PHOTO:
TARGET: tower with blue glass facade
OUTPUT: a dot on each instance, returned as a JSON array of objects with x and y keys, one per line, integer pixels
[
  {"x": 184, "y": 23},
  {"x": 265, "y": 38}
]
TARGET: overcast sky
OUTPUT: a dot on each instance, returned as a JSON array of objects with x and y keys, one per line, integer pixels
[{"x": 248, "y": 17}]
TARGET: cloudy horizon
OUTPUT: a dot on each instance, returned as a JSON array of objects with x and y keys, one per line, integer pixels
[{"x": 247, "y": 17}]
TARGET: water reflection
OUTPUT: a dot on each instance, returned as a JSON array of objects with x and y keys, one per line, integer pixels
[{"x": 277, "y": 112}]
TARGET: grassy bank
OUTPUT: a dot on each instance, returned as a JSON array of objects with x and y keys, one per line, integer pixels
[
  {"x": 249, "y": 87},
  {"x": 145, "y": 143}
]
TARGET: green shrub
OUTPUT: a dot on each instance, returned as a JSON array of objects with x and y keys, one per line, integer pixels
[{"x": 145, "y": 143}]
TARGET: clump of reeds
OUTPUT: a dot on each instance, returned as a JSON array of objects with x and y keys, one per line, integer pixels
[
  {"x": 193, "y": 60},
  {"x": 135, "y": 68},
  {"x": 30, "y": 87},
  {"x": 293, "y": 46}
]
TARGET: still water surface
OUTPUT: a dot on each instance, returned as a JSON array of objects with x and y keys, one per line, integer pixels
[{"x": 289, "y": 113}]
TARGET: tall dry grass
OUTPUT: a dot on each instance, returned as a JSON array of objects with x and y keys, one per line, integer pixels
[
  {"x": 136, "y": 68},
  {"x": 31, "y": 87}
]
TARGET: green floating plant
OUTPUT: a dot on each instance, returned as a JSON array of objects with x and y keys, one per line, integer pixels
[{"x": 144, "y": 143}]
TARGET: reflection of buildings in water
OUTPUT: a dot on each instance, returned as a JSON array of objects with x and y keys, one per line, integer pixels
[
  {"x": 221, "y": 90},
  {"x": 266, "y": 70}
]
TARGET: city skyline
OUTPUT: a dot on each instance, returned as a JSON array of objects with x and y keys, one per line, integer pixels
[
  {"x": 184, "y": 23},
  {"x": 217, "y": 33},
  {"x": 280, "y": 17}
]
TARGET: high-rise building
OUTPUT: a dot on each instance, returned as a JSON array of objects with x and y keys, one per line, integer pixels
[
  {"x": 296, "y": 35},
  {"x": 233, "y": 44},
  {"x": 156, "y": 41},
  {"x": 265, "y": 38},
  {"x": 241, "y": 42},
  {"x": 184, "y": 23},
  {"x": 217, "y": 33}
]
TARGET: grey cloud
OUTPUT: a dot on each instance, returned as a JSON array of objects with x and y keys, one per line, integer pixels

■ ■ ■ ■ ■ ■ ■

Rewrite the part that opens with the line containing "TARGET: city skyline" and closes with the last line of the items, keeping the requests, and add 5 to every x and y coordinate in the answers.

FULL RESPONSE:
TARGET: city skyline
OUTPUT: a dot on each instance, returned as a JSON array of objects with x and y keys, one per line, integer pixels
[
  {"x": 189, "y": 28},
  {"x": 222, "y": 38},
  {"x": 285, "y": 22}
]
TARGET: high-rise building
OUTPUT: a dot on each instance, returned as a JSON array of objects with x and y keys, one per line, integer pixels
[
  {"x": 301, "y": 40},
  {"x": 238, "y": 49},
  {"x": 161, "y": 46},
  {"x": 270, "y": 43},
  {"x": 246, "y": 47},
  {"x": 189, "y": 28},
  {"x": 222, "y": 38}
]
TARGET: grey cloud
OUTPUT: a dot on each instance, returned as a JSON array of objects with x and y keys, one per line, integer pixels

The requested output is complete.